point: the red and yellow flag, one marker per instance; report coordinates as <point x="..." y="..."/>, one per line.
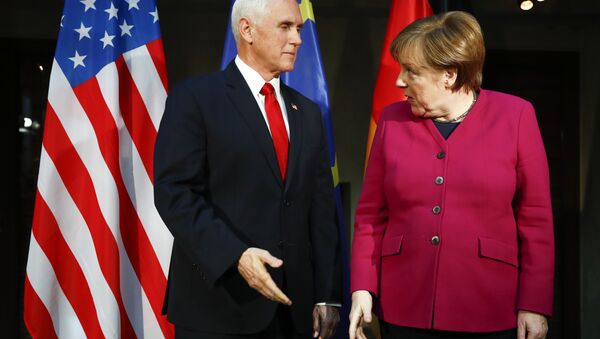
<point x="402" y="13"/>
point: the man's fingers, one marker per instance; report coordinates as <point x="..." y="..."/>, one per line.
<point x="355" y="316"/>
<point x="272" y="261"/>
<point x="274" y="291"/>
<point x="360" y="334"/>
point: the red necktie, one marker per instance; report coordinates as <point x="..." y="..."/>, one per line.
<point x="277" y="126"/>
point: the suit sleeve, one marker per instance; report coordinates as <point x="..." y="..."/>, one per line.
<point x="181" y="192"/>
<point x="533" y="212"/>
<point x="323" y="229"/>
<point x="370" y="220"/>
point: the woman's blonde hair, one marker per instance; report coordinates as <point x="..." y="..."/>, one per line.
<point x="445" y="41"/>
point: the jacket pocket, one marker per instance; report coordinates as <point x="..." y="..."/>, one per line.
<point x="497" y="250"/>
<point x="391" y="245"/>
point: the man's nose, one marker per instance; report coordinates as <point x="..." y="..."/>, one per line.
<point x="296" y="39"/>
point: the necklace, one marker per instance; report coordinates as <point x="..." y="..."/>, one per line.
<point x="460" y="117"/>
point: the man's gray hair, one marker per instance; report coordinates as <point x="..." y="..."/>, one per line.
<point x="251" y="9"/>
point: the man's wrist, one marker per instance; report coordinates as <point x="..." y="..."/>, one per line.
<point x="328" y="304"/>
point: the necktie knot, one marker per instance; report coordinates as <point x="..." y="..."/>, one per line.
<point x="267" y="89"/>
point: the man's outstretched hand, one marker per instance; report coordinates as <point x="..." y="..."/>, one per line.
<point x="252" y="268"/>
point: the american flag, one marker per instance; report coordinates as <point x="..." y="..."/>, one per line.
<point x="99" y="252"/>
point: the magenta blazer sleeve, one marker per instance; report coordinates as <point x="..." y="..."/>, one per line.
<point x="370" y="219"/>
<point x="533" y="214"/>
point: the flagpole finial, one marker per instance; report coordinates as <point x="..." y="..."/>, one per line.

(Task goal) Format as a numbered list, omitting blank lines, the lines from the one containing "point: the man's outstretched" up to and including the final line.

(Exercise result)
1. point: the man's outstretched hand, one marker per instance; report coordinates as <point x="..." y="..."/>, one per line.
2. <point x="252" y="268"/>
3. point: the american flag, one marker per instance; report coordinates as <point x="..." y="..."/>, one per line.
4. <point x="99" y="252"/>
5. point: the magenta blazer sleeve, one marker per instance; report coordinates as <point x="..." y="..."/>, one per line.
6. <point x="370" y="219"/>
7. <point x="533" y="214"/>
8. point: the flagpole finial, one marker per instance; report coordinates as <point x="..." y="..."/>, one per line.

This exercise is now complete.